Referring expression data
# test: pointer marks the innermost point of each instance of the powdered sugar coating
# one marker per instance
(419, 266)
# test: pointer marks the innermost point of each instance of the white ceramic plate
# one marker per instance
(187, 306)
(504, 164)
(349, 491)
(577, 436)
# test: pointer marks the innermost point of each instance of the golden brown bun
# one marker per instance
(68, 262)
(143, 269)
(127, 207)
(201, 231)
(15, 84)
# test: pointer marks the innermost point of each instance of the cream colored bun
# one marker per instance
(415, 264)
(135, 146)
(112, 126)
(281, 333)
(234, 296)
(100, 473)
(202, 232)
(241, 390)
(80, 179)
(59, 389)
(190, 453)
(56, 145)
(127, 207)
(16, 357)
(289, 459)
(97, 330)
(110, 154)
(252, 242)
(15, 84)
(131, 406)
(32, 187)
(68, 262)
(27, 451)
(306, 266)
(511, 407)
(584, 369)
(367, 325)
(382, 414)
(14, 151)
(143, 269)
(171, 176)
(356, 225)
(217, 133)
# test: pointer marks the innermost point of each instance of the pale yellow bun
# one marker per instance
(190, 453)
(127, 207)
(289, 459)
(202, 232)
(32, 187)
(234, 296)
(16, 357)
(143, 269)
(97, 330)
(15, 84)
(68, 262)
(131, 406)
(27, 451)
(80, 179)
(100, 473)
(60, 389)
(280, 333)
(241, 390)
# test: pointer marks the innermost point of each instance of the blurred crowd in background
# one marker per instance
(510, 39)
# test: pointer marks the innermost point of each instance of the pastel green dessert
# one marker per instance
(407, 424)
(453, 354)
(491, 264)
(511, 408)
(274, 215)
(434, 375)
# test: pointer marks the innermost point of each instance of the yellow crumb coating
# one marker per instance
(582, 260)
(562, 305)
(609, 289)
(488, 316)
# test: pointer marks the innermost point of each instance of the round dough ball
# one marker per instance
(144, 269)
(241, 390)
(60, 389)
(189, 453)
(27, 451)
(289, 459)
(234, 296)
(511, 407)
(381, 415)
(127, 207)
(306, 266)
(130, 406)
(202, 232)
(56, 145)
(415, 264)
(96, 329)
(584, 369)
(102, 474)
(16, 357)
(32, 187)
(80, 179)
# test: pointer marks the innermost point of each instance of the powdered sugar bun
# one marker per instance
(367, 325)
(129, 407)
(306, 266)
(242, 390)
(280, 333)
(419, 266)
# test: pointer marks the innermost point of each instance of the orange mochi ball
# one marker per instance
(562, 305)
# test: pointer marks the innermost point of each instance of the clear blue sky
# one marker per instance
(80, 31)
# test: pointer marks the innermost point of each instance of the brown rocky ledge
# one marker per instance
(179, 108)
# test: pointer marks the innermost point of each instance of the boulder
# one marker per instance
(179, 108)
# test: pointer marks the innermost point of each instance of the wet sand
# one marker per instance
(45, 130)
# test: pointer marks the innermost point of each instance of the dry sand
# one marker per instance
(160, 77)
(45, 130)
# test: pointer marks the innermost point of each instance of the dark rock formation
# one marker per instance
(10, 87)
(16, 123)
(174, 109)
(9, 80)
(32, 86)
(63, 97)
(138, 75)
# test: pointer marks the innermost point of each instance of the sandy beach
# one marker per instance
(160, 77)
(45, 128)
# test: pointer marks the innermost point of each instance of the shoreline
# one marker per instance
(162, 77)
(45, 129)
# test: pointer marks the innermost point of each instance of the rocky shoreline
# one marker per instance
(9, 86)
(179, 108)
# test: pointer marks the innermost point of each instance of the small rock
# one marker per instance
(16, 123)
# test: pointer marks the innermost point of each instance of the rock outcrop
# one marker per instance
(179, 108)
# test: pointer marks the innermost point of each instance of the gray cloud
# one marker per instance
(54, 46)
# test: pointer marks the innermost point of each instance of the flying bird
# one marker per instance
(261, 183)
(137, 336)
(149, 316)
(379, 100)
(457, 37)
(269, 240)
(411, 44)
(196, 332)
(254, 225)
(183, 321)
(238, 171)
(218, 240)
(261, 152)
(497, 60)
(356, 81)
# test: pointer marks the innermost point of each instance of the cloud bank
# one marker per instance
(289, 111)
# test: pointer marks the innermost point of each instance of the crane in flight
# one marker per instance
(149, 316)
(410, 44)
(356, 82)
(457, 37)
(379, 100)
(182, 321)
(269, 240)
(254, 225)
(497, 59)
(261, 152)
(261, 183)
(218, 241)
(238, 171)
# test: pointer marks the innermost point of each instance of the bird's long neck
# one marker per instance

## AIM OF THE EXERCISE:
Each line of the data in which the string "sugar" appears needs to be copied.

## WRITTEN RESPONSE:
# test: pointer marks the innermost point of each instance of the powdered sugar coating
# test: pointer marks the innermost point of each instance of the powdered sugar bun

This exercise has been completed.